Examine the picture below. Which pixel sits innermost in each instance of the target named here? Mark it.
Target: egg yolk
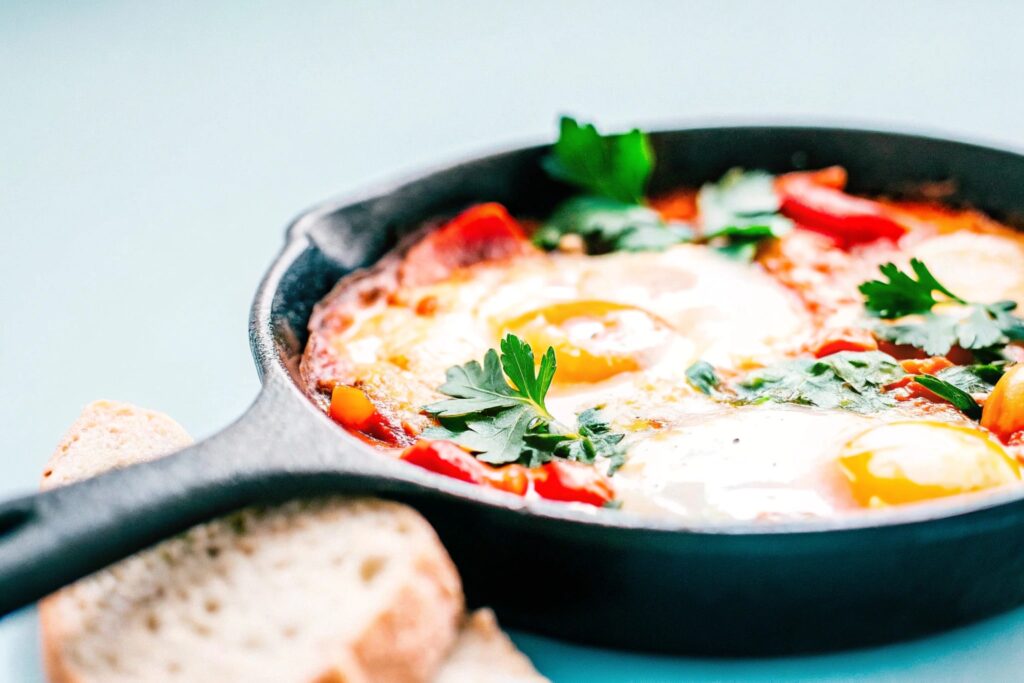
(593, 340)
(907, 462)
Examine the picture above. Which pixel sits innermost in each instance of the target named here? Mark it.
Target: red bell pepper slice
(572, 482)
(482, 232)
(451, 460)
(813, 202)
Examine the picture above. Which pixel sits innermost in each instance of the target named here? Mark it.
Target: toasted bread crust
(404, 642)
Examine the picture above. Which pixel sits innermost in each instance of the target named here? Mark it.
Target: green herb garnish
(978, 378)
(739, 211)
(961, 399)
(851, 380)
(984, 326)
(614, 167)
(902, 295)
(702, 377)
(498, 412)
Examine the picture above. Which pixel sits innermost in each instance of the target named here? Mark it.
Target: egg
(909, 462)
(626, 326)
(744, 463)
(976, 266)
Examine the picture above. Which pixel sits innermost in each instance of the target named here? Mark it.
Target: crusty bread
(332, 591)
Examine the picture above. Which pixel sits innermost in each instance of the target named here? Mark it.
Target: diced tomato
==============================
### WORK INSTRUCTIONS
All of the entries above should be duplicated exactly, except for the pictures.

### SOLUTION TO THE EXERCISE
Examine the picture below. Which pixel sits innermost in each instance of the target named here? Mark it.
Target: egg yolk
(593, 340)
(907, 462)
Examine the picture above. Which pixel sits innermost in each instance of the target named here? Mark it.
Target: red bell pepper slice
(572, 482)
(482, 232)
(451, 460)
(813, 202)
Examine the picture above. Which pixel sits innermost in each instance of the target named here? Mark it.
Target: toasted bread crust
(404, 642)
Examine the picture above. Which pixel sits innermost in each instance of the target named here? Mark it.
Target: green herb garnish
(978, 378)
(739, 211)
(961, 399)
(851, 380)
(984, 326)
(614, 167)
(902, 295)
(702, 377)
(498, 412)
Examine the picture above. Which pixel sits innermost in each instance of the target named here? Mark it.
Target: egg
(909, 462)
(626, 326)
(744, 463)
(976, 266)
Examine the picture above. Which pixel sits innermost in each instance of the target named here? Mark it.
Target: crusty bread
(332, 591)
Examine the picture above. Which pixel sits innermost in each instance of the target named here? Mark it.
Target: diced tomato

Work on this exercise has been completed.